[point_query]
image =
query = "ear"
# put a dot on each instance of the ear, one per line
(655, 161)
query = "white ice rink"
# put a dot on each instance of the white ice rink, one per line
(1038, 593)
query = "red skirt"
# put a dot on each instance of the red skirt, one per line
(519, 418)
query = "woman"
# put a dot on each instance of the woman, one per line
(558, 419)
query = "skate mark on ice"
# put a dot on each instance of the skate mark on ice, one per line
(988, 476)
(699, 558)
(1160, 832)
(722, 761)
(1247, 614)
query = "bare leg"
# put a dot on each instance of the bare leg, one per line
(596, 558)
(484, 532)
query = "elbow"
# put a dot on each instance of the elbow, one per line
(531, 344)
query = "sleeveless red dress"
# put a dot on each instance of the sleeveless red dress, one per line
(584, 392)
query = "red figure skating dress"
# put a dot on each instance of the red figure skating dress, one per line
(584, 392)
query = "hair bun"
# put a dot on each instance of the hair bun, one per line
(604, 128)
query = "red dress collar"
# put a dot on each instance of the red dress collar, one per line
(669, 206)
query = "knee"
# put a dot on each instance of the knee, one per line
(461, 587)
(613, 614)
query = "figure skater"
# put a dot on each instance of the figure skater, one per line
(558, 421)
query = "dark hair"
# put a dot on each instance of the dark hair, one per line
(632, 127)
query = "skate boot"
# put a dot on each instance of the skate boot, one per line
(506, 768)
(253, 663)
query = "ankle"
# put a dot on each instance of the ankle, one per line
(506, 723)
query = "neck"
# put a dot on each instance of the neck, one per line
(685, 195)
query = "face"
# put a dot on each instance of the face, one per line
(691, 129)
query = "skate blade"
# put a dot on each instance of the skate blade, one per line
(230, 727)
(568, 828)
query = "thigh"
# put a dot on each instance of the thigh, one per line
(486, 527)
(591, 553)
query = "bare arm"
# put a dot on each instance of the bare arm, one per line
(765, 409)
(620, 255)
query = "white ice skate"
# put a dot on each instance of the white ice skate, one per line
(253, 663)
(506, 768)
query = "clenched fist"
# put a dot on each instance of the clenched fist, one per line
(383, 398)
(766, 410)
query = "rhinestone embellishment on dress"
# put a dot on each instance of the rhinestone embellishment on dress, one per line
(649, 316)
-=-=-=-=-
# WHAT YOU ARE ASKED TO DO
Could you reproduce the data above exactly as given?

# FINISHED TASK
[point_query]
image =
query = "ear"
# put a dot on each instance of the ear, one per line
(655, 161)
query = "white ice rink"
# put a dot on each instance of the white ice rink, one per line
(1038, 593)
query = "red skirt"
# put a dot on each instance of the red skirt, one per line
(519, 418)
query = "woman"
# put a dot on each instance of the woman, one per line
(558, 419)
query = "skate mark on ice"
# put a dot on each instance of the skate mark on ice, one per line
(988, 476)
(699, 558)
(1160, 832)
(722, 761)
(1247, 614)
query = "bare leg"
# put a dot on each instance of the bare leg, one per line
(596, 558)
(484, 532)
query = "elbow"
# put a dot on each instance of the elbow, one per line
(531, 344)
query = "sleeveless red dress"
# put a dot on each instance of the sleeveless red dress, one per line
(584, 392)
query = "red figure skating dress"
# put a dot on each instance of the red figure skating dress, one per line
(584, 392)
query = "hair bun"
# put a dot on each instance of the hair bun, one per line
(604, 128)
query = "red dress collar"
# put a dot on each instance of the red dress collar, one per line
(669, 206)
query = "knee"
# put a dot on each instance of the knee, one per line
(461, 587)
(613, 614)
query = "figure skater"
# put a dot on each instance of the figure skater, one per line
(558, 421)
query = "dark hair"
# put a dot on each instance of the dark hair, one per line
(632, 127)
query = "skate boot"
# put a dot on each instance of the skate boot, one per line
(506, 768)
(253, 663)
query = "ankle"
# put a dot on each instance of the ankle, one per line
(506, 723)
query = "neck"
# put a dot on each instance of the neck, one per line
(685, 195)
query = "face"
# put a dot on each instance of the face, one per line
(691, 129)
query = "skate blade"
# put a dot on each instance of the skate blade, one per line
(230, 727)
(568, 828)
query = "thigh"
# put a dot on each instance of the thigh, one per line
(486, 527)
(591, 553)
query = "bare arm"
# put a dot on each instance of the bare arm, one per line
(765, 409)
(620, 255)
query = "white ice skate"
# put a dot on each instance of the white ice skate, one per line
(253, 663)
(506, 768)
query = "clenched fist"
# put a dot on each instance of the clenched fist, one per line
(383, 398)
(766, 410)
query = "rhinestone embellishment on dress"
# put a dot on each instance of the rhinestone embellishment on dress, one per line
(649, 316)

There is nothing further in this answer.